(Liste des tâches):
a: Pour chacune des affirmations suivantes, dites si elle correspond à l'extrait sur les réveils de Mylo, et justifiez par un oui ou un non suivi des mots décisifs du texte, cités tels quels. (i) Mylo se coupe en se rasant. (ii) Mylo se brûle la bouche avec son cigarillo. (iii) Selon le texte, les réveils douloureux en tournée sont propres à la Chine.
b: Recopiez, mot pour mot, le passage de l'extrait sur les réveils de Mylo qui commence par les mots contenant « Les réveils douloureux » et se termine par « brûle la main. ».

(Extrait du texte):
---*---

Les réveils douloureux sont le lot de toute tournée, gueule de bois et dents lavées à la vodka, en Chine c’est comme partout ailleurs. Mais les réveils de Mylo sont un vrai crêve-coeur, sa tignasse ébouriffée et ses yeux collés comme ceux d’un nouveau-né vous arracheraient des larmes. Après s’être un peu rasé en se coupant, Mylo sort de la salle de bains en grognant et en se donnant des grandes claques d’after shave partout sur le visage – mais a oublié le premier cigarillo de la journée accroché à ses lèvres, il se brûle la main.

---*---

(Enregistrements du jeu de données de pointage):

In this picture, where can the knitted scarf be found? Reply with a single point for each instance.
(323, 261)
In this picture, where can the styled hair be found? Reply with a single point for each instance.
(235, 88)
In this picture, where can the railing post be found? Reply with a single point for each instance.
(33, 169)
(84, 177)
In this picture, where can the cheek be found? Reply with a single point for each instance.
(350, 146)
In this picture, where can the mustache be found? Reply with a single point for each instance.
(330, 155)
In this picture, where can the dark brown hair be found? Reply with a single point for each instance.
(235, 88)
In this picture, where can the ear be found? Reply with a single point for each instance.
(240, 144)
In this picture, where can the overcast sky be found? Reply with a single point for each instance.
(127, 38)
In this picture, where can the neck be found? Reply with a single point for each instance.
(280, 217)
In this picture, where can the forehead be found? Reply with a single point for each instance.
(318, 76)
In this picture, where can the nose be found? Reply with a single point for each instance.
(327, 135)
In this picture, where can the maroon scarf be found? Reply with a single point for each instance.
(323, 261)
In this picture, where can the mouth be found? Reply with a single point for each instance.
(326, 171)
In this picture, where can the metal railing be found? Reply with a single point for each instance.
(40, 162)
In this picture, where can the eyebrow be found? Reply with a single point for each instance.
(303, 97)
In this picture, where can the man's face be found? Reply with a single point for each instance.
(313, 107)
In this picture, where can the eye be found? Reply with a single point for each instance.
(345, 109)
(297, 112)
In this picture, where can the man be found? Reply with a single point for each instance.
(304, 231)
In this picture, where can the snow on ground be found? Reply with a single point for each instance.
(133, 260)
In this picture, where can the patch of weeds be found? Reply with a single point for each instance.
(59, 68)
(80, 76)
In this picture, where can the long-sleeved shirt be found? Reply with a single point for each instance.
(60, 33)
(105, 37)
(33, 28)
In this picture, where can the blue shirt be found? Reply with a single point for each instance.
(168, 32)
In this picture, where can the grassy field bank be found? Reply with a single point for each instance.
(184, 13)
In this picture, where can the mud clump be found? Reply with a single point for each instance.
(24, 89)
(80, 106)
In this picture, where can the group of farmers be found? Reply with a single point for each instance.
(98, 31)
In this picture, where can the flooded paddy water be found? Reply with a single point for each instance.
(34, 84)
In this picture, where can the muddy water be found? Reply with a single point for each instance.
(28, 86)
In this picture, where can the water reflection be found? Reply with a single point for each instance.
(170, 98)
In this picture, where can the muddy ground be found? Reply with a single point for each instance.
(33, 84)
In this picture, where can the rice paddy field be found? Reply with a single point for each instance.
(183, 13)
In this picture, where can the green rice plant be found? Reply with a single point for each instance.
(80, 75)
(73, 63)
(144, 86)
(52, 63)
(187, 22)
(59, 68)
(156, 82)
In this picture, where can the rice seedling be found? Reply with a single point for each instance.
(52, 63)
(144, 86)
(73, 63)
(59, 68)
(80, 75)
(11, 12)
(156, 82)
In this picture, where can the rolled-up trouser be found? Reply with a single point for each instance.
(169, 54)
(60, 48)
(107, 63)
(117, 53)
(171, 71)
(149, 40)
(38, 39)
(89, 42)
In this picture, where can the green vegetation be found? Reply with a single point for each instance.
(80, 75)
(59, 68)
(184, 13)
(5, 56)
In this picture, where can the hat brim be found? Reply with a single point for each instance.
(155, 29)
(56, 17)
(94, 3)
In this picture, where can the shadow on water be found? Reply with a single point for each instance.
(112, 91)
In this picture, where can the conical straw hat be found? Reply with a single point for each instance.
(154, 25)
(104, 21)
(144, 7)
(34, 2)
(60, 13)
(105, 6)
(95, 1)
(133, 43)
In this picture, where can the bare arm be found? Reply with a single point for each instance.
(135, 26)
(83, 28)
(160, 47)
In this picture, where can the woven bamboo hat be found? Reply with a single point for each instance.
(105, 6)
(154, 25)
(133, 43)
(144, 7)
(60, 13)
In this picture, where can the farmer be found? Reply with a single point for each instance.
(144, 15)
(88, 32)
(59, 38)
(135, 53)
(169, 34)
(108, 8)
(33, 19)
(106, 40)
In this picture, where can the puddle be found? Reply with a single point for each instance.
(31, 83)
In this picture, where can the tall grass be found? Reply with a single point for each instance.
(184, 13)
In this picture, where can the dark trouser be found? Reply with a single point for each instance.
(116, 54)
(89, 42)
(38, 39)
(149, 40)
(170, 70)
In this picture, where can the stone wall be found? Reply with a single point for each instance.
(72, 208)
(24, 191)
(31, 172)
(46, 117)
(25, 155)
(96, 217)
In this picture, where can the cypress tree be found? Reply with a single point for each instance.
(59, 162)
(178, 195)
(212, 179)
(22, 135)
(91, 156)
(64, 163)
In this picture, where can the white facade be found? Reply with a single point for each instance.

---*---

(Réponses rédigées):
a:
(i) Oui : « Après s’être un peu rasé en se coupant »
(ii) Non : « il se brûle la main »
(iii) Non : « en Chine c’est comme partout ailleurs »

b:
Les réveils douloureux sont le lot de toute tournée, gueule de bois et dents lavées à la vodka, en Chine c’est comme partout ailleurs. Mais les réveils de Mylo sont un vrai crêve-coeur, sa tignasse ébouriffée et ses yeux collés comme ceux d’un nouveau-né vous arracheraient des larmes. Après s’être un peu rasé en se coupant, Mylo sort de la salle de bains en grognant et en se donnant des grandes claques d’after shave partout sur le visage – mais a oublié le premier cigarillo de la journée accroché à ses lèvres, il se brûle la main.